Set down exactly the lines below, starting at the one that contains "Query: white lane marking" and ending at the one that contains "Query: car side mirror", with both of those lines included and nothing else.
-- Input records follows --
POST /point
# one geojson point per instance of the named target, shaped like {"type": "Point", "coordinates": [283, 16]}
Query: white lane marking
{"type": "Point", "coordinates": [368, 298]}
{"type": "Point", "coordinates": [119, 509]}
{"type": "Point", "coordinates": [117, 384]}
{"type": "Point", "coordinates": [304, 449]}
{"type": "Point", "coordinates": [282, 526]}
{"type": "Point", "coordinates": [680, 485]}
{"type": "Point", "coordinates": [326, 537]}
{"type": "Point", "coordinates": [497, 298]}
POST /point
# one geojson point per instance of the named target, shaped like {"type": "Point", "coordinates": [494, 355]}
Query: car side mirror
-- Input records concluded --
-- Input records follows --
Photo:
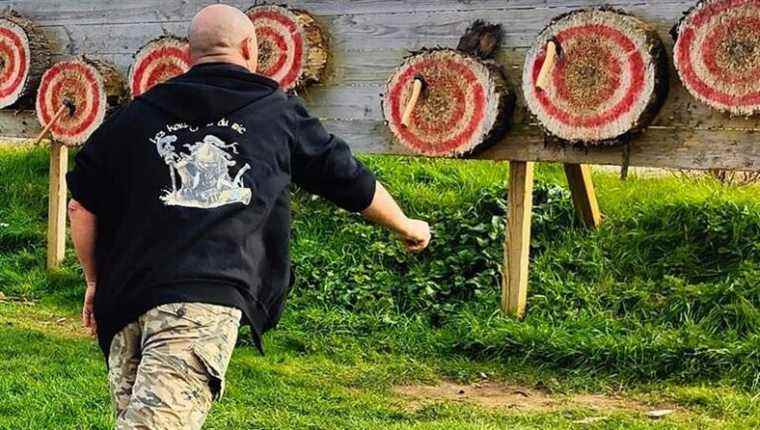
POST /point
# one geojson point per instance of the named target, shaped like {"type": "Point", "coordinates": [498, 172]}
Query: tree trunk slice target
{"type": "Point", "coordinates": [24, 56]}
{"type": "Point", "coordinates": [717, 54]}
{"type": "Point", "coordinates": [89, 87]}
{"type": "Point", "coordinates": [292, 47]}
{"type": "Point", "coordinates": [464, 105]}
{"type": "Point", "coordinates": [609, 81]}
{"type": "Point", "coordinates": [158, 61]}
-- Input records concluded --
## Your solution
Query: white lane marking
{"type": "Point", "coordinates": [368, 298]}
{"type": "Point", "coordinates": [119, 509]}
{"type": "Point", "coordinates": [117, 384]}
{"type": "Point", "coordinates": [304, 449]}
{"type": "Point", "coordinates": [282, 526]}
{"type": "Point", "coordinates": [680, 485]}
{"type": "Point", "coordinates": [326, 537]}
{"type": "Point", "coordinates": [497, 298]}
POST /point
# one geojson point per instance of the named target, shaped like {"type": "Point", "coordinates": [494, 355]}
Query: car side mirror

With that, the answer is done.